- _TEXTE DE LECTURE_
:::

D'origine corse, l'auteur a grandi à Marseille, a passé de nombreuses années aux faits divers de son journal et a côtoyé pour ses enquêtes petits dealers, malfrats, caïds, leurs familles et certains membres d'une caste politicienne singulière. Il connaît et maîtrise donc son sujet, ce qui se ressent à chaque chapitre.
Il ne se contente pas de dénoncer les problèmes évidents de délinquance. Sans juger ni légitimer, il donne le contexte, cite des cas individuels. Il y a de quoi être plombé devant ces gamins qui vendent (et consomment) un shit mélangé à de l'huile de vidange, devant des petiots de moins de dix ans partir à la quête aux cafards dans leur immeuble pour les revendre 5 centimes la bestiole, devant la détresse et le désespoir d'une mère dont son fils puis son mari ont été troués de balles et qui doit désormais se débrouiller entre sa tristesse et les autres gamins à élever et à empêcher de s'embrancher vers le même destin.
Il y a aussi ces éducateurs qui font ce qu'ils peuvent pour aider et faire sortir cette jeunesse déliquescente de son apathie résignée à n'être rien sinon de la chair à caïds.

:::

- _JEU DE DONNÉES_
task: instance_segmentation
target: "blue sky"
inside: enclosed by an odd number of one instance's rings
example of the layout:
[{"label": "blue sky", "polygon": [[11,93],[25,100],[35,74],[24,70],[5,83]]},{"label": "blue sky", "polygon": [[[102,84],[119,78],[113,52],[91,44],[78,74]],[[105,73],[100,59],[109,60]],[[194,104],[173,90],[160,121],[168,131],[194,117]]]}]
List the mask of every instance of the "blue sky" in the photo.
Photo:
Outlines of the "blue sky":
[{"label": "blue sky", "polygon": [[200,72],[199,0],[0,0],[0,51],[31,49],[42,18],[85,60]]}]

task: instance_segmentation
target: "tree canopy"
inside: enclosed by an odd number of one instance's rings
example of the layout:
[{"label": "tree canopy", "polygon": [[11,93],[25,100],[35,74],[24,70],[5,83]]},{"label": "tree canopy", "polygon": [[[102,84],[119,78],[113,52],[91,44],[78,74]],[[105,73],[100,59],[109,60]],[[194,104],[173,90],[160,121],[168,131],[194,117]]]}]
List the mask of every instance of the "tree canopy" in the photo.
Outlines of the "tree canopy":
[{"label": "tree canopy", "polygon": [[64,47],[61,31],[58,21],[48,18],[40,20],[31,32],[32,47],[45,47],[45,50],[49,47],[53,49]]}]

:::

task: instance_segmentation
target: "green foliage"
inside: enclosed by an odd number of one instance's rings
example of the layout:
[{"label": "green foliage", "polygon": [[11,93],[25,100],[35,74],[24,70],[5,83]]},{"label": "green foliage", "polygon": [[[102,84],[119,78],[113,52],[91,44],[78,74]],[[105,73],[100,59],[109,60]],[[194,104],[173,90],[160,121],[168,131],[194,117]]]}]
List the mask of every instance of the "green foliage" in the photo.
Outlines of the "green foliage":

:::

- _VOS TÂCHES_
a. Répondez à ces questions d'après le texte sur la délinquance des jeunes, en marquant chaque réponse comme sa question.
(i) Dans quelle ville l'auteur a-t-il grandi ?
(ii) Avec quoi le shit vendu par les gamins est-il mélangé ?
(iii) Combien les enfants revendent-ils chaque cafard ?
b. Dites si chacune de ces affirmations s'accorde avec le texte sur la délinquance des jeunes. Répondez par oui ou non et citez les mots du texte qui le montrent.
(i) L'auteur est d'origine corse.
(ii) L'auteur juge les jeunes délinquants.
(iii) Les enfants qui cherchent des cafards ont plus de dix ans.
c. Prolongez le texte sur la délinquance des jeunes à partir de sa dernière phrase, dans le même ton.

- _CORRIGÉ_
a.
(i) À Marseille.
(ii) Avec de l'huile de vidange.
(iii) 5 centimes la bestiole.

b.
(i) Oui : « D'origine corse, l'auteur a grandi à Marseille ».
(ii) Non : « Sans juger ni légitimer, il donne le contexte ».
(iii) Non : « des petiots de moins de dix ans ».

c.
Dans une seconde partie, Philippe Pujol aborde la "gestion" politique de Marseille avec Gaudin et compagnie. Clientélisme, passe-droits, corruptions, alliances contre nature en terme de politique, etc, les élus de la ville - maires, députés, sénateurs, conseillers, etc - ne reculent devant pas grand chose pour assoir leur pouvoir. Quitte à s'entendre avec des bandes plus ou moins mafieuses pour toujours plus de crédits. Quant à la gestion de l'argent public, c'est une aberration systémique. Sans être marseillaise ni du Sud, nombre de noms de famille de politiciens paraissent dans les médias généralement accolés à des accusations de corruption, malversations, abus de fonds publics, ... Marseille n'est pas la seule ville à souffrir de ce genre de méfaits, mais tels que décrits par le journaliste, on ressort avec le sentiment que tous se cristallisent pour que le système ne changent surtout pas! Et pendant ce temps, les fossés d'inégalités se creusent toujours plus.

Bref un récit peut réjouissant et qui ne s'achève pas puisque délinquance et jeux politico-financiers ne s'arrêtent jamais. Mais que je recommande pour appréhender une partie de notre société et de ses dérives.
Néanmoins même à travers des histoires personnelles sordides, éhontées ou malheureuses, l'auteur fait part de la puissance des Marseillais à se parler et à rendre, en dépit de tout ce noir, sa beauté à la cité phocéenne.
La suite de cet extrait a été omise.